= Brief 1 =
In the summer film listings, explain what the text says distinguishes "Porco Rosso" from the other Miyazaki films it names. Answer in one to three sentences.
= Brief 2 =
Carry on the summer film listings from the point where the text stops.

The July 20 program will feature "Super Shorts," appropriate for keiki ages 5 to 9, and includes adaptations of a couple of School Library Journal Best Book award-winners, "Max's Words" and "Wallace's List," and another adventure featuring the spunky French schoolgirl Madeline in "Next Stop America."
Meanwhile, the Honolulu Academy of Arts kicks off its family feature summer season with a series of gorgeously animated films by Japanese master Hayao Miyazaki.
The academy's theater manager and anime aficionado Steve Mobley will introduce the series on Saturday with "My Neighbor Totoro," which will be shown four times Saturday and Sunday.
Besides Miyazaki's internationally acclaimed "Spirited Away" (Wednesday and July 17) and "Howl's Moving Castle" (July 18), the director's lesser-known "Porco Rosso" will be shown Monday and Tuesday.

= Data extract =

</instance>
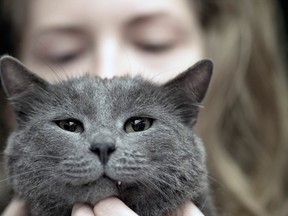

= Written reply 1 =
The text calls "Porco Rosso" one of the director's lesser-known films. It sets this against "Spirited Away" and "Howl's Moving Castle," which it describes as internationally acclaimed.

= Written reply 2 =
Released in 1992, with its title translated to "The Crimson Pig," the film tells of World War I Italian fighter ace Marco Pagot, who becomes a postwar freelance bounty hunter chasing air pirates over the Adriatic Sea. Despite a curse that gives him the head of a pig, his bravery wins the heart of an aristocratic beauty.
(Upcoming minifests at the academy include two series of musicals and surf films, respectively.)